> [Cosa si chiede]:
**1)** Nell'intervista sullo spin doctor, come viene definito il libro «Spin doctor»?
**2)** Scrivi il seguito dell'intervista sullo spin doctor, a partire dall'ultima domanda riportata.

Immagine di copertina
Chi è davvero uno spin doctor?

“È un signore che ha una sensibilità particolare. Alla quale unisce una particolare competenza. Questa due particolarità lo portano a saper rappresentare il generale, la realtà, nel migliore dei modi possibile”.

Come si fa?

“Comunicando, comunicando, comunicando. Ascoltando il battito del cuore di chi parla. Lo fa, come diceva Archiloco, “ascoltando il ritmo che governa gli uomini””.

Ma lei è uno spin doctor o fa lo spin doctor?

“Io faccio lo spin doctor, ma non lo sono. La cosa principale di uno spin doctor… Ma no, pensandoci bene, ha ragione lei: io sono quello che faccio. D’altronde, in tutta la mia vita non ho fatto altro che cercare di tirare fuori il meglio dalle persone che ho incontrato e dalle cose che ho fatto. Io sono uno spin doctor”.

Lei rivendica di essere un boomer?

“Certo. C’è una differenza abissale tra la mia generazione e quella di chi ha 20/30 anni adesso. Quelli che lei chiama sprezzantemente i boomer, sono donne e uomini di un “super-tipo”. Hanno dovuto superare l’idea che il mondo nel quale sono nati non esistesse più. Non esiste quasi più nulla del mondo in cui io sono nato. È cambiato il modo di intendere i rapporti interpersonali e il sesso, dopo la tragedia dell’AIDS. È cambiato il modo di fare l’amore. Noi da ragazzi vivevamo una libertà sessuale piena ed assoluta…”.

Per questo le suore, quando la ricoverarono, le somministrarono del bromuro!

“Già. Ma davvero ora è tutto diverso. Pensi alla comunicazione. Ora sembra lapalissiano poter raggiungere tutti, ovunque e sempre. Quando facevo il militare, circolavo con le tasche piene di gettoni. È cambiata la politica dopo la caduta del muro di Berlino. Nulla di quello che era, è”.

Il mondo si evolve…

“Si, ma non tutti sanno adattarsi al cambiamento. Ecco, noi, noi della mia generazione, siamo persone adatte alle mutazioni. Anche se ci mancano gli ancoraggi”.

Perché ha scelto di scrivere una storia della sua vita? Anzi, delle sue sette vite, più una.

“Intanto questa non è la storia della mia vita, sono episodi messi in ordine cronologico che danno il senso della mia presenza in questo mondo. Quando mi trovavo a raccontarmi alla mia compagna, che ha 20 anni meno di me, capivo di non essere compreso. Allora ho cominciato a scrivere per lei, ma la mia storia personale è indissolubilmente legata a quella di questo Paese. Ecco, “Spin doctor” è un atto di amore e di conoscenza”.

Chi è questa donna?

(Elementi salvati del dataset)

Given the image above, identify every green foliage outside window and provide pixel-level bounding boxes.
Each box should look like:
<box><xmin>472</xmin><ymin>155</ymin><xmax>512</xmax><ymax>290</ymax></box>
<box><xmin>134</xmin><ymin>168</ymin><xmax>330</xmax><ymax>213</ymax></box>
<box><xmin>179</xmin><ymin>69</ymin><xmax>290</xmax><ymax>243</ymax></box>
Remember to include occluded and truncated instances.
==
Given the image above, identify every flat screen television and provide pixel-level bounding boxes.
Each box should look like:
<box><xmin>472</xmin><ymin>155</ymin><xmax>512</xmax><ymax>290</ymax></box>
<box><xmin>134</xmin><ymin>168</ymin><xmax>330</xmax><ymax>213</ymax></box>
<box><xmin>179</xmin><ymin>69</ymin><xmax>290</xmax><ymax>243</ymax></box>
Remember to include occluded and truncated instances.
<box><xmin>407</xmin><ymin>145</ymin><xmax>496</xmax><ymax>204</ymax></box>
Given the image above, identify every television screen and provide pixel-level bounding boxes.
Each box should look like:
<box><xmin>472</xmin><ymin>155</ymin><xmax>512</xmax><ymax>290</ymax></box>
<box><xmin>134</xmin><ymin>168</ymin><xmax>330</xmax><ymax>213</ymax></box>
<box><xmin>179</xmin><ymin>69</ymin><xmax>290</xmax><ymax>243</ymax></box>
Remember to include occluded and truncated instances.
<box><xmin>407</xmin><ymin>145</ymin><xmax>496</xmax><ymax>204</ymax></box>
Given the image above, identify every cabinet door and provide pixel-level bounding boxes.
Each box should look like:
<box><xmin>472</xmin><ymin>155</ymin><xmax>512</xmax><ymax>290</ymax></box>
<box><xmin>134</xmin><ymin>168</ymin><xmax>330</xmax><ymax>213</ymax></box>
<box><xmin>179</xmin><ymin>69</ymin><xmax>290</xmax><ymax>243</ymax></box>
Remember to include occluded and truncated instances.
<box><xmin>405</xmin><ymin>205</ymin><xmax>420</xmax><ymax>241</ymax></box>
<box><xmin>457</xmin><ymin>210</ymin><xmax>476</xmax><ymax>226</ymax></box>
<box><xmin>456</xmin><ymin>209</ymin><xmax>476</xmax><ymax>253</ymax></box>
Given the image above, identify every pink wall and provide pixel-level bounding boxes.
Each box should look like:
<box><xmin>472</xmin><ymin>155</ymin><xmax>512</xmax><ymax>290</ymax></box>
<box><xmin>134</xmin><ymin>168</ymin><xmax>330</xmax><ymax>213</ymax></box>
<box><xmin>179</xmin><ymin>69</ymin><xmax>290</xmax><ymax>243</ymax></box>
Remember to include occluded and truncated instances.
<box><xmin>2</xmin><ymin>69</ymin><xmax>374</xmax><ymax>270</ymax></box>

> [Risultati dell'esercizio]:
**1)** Come un atto di amore e di conoscenza.

**2)**
“Lucia, la donna per cui del doman non v’è certezza. Però è la persona che più di tutti è stata silenziosamente al mio fianco in anni difficili. A lei devo il cambio di paradigma e la rilettura – difficile – della mia storia. La gratitudine è un sentimento irrinunciabile”.

Il suo istinto di protezione è il suo modo di amare?

“È il mio modo di esistere. Io proteggo le persone che amo e le persone che amo proteggono me. Io sono un capobranco e amo il mio branco. Sono un vecchio leone”.

Quanto è stato segnato il suo destino dal rapporto conflittuale con suo padre?

“Ho pensato a lungo, mentre scrivevo, se fosse opportuno parlare delle mie questioni più private e antiche. Non volevo farlo, perché questo è un libro politico, non personale. Ma sono arrivato alla determinazione che per comprendere quello che sono oggi, e quello che sono stato, era doveroso parlare sia del rapporto difficile e traumatico con mio padre, sia della figura straordinaria di mia madre. Lei ha salvato me e mio fratello Ambrogio. Ecco, in controluce in questo libro ci siamo noi: due fratelli che attraversano sempre insieme una vita intensa e generosa. Nonostante tutto. Senza dimenticare chi ha condiviso il nostro cammino. Penso alla mia ex moglie, Natascia, che resta un’amica e una collega fidata. O ad Helene, l’eroica moglie di Ambrogio, raccontata straordinariamente nel film “Stato di Grazia” … Era doveroso dichiarare al lettore quale è stata la mia esperienza, perché potesse capire”.

Capire cosa?

“Il percorso che ha portato uno che credeva nella rivoluzione armata a passare dall’affiliazione ad Autonomia Operaia sino a diventare il consulente di Berlusconi, ha bisogno di una spiegazione psicanalitica. Occorre molto coraggio per esporsi, per mostrare le proprie fragilità. Ma era necessario”.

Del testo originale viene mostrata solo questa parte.